— start of Selected passage —

Planting a seed of an inconsequential flower?
Use your hands.
Want to build an underground bomb shelter that will survive the apocalypse?
Get a bulldozer.
The size of your goal will determine the size of discipline and focus needed.
Want to lose 5 lbs and get in better shape?
Stop drinking calories, walk three times per week, and learn how to set bigger goals.
Want to lose 50 lb, get faster, and stronger in the process?
Your margin for error is tiny.
You cannot go through the motions and see continued progress.
Initial progress? Yes.
Continued progress? No.
This isn’t that selfie you take of yourself at the beach where you pretend like your life is amazing. Actually achieving a goal is more like all the time in between your perfect-life selfies where things are challenging, rarely perfect, and take a lot of work.
If you are like most people, you probably type on a keyboard at some point during your day. Whether you liken yourself to a caveman playing whack-a-mole on the keys, or you find yourself at the stenographer level; the fact is you probably stopped trying at some point.

— end of Selected passage —
— start of Extracted material —

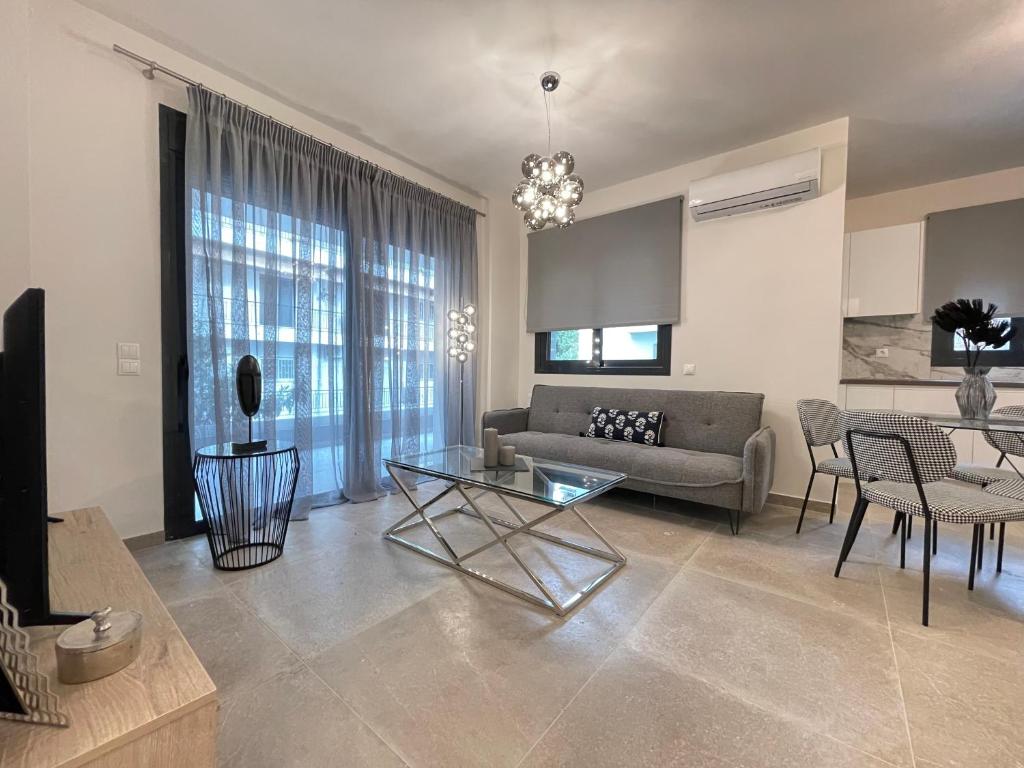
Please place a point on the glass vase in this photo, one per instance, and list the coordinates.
(976, 395)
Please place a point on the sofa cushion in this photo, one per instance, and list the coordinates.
(662, 465)
(716, 422)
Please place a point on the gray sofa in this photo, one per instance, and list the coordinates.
(714, 448)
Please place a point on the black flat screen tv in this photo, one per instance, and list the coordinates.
(24, 557)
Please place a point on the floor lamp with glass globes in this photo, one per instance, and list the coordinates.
(461, 345)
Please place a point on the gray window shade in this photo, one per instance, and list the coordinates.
(976, 253)
(619, 269)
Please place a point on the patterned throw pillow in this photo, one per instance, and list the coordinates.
(629, 426)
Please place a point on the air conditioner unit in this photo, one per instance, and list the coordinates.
(773, 184)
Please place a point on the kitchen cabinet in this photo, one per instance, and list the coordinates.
(883, 270)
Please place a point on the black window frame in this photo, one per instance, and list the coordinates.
(179, 494)
(660, 366)
(943, 354)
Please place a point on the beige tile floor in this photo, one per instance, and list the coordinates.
(707, 649)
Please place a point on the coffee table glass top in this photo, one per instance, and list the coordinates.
(547, 481)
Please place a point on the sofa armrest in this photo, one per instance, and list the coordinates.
(511, 420)
(759, 468)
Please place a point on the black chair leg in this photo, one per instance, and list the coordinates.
(998, 552)
(902, 541)
(851, 532)
(832, 511)
(807, 496)
(979, 534)
(927, 558)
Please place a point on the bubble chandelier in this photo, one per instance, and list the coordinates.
(461, 333)
(550, 190)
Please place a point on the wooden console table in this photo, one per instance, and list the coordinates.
(160, 712)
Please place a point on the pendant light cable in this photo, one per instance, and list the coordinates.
(547, 113)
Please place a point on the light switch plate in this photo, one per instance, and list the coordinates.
(128, 358)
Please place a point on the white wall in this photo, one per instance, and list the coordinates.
(761, 293)
(13, 150)
(905, 206)
(502, 299)
(93, 173)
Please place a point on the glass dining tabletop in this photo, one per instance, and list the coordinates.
(546, 481)
(992, 424)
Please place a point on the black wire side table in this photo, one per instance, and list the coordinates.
(246, 500)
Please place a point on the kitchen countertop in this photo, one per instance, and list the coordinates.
(927, 383)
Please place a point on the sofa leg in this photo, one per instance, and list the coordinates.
(733, 524)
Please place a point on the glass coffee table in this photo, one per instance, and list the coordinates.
(560, 487)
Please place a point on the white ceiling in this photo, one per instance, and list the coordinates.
(934, 88)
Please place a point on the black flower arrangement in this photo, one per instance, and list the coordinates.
(974, 324)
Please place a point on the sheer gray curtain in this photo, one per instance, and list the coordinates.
(338, 276)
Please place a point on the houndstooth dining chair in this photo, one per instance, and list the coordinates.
(912, 460)
(1008, 443)
(819, 422)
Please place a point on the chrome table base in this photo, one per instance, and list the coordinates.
(518, 526)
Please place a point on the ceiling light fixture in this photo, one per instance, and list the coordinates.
(550, 190)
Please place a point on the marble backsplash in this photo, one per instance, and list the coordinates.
(908, 339)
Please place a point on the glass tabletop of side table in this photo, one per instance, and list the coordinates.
(556, 486)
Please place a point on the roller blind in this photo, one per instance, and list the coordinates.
(623, 268)
(976, 252)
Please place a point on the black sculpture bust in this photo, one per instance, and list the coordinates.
(249, 387)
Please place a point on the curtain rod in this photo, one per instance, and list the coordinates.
(153, 67)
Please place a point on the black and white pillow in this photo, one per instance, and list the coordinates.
(629, 426)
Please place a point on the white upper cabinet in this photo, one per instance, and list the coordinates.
(884, 270)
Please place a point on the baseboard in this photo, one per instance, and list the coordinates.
(135, 543)
(797, 502)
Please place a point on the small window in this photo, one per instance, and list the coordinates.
(947, 349)
(643, 350)
(286, 301)
(286, 369)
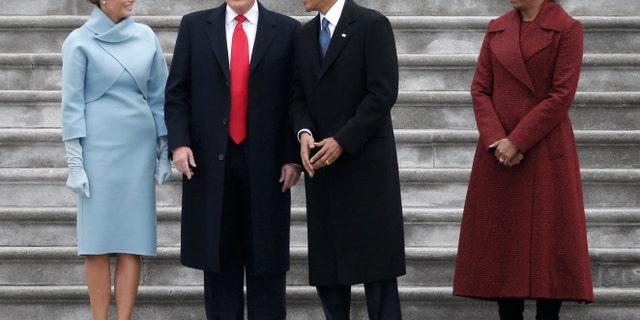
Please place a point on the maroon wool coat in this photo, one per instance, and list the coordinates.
(523, 231)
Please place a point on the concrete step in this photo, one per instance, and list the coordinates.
(426, 267)
(453, 110)
(417, 148)
(607, 228)
(603, 188)
(418, 72)
(413, 110)
(294, 7)
(414, 34)
(418, 303)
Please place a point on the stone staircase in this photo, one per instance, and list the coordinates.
(41, 276)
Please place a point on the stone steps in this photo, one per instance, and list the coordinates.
(418, 72)
(420, 188)
(413, 110)
(429, 227)
(294, 7)
(414, 34)
(417, 148)
(185, 302)
(426, 266)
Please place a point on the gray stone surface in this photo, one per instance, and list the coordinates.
(438, 41)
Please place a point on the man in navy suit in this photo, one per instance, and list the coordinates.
(236, 201)
(346, 84)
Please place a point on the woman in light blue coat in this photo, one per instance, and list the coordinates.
(113, 78)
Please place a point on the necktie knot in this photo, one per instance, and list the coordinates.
(325, 36)
(239, 82)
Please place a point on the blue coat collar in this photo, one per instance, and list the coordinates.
(108, 31)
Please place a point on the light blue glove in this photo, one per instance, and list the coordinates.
(77, 179)
(163, 167)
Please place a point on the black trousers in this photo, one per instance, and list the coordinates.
(512, 309)
(383, 301)
(224, 298)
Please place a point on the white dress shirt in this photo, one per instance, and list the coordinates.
(250, 27)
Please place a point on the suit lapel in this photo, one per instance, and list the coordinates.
(265, 33)
(215, 30)
(537, 40)
(309, 42)
(341, 36)
(506, 47)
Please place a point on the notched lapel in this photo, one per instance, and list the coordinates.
(265, 33)
(215, 30)
(341, 36)
(537, 40)
(505, 45)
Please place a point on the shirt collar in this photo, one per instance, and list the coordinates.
(251, 15)
(333, 15)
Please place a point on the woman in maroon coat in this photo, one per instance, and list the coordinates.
(523, 232)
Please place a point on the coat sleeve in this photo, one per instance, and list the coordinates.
(298, 106)
(292, 147)
(74, 66)
(381, 78)
(545, 116)
(177, 95)
(156, 86)
(489, 125)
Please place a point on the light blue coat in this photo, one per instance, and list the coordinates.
(113, 79)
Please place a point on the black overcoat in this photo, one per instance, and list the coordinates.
(354, 208)
(197, 112)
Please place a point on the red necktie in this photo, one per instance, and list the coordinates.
(239, 82)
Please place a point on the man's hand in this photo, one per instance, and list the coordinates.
(183, 161)
(330, 151)
(306, 144)
(289, 175)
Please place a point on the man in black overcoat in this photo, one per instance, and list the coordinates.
(341, 114)
(236, 201)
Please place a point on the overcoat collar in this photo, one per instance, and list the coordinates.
(108, 31)
(505, 45)
(341, 36)
(265, 33)
(110, 36)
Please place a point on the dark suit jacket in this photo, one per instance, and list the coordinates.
(197, 113)
(353, 206)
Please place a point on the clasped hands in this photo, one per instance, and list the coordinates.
(184, 162)
(507, 153)
(330, 150)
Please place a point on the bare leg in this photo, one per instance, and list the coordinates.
(98, 274)
(126, 284)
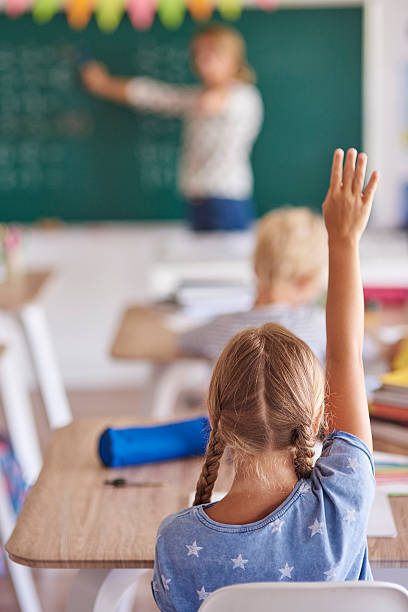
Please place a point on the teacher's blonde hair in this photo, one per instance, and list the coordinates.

— end of Extracted material —

What needs to be done: Copy the passage on goals and discipline word for word, starting at "Planting a seed" and ending at "Get a bulldozer.". The data is not needed.

Task response:
Planting a seed of an inconsequential flower?
Use your hands.
Want to build an underground bomb shelter that will survive the apocalypse?
Get a bulldozer.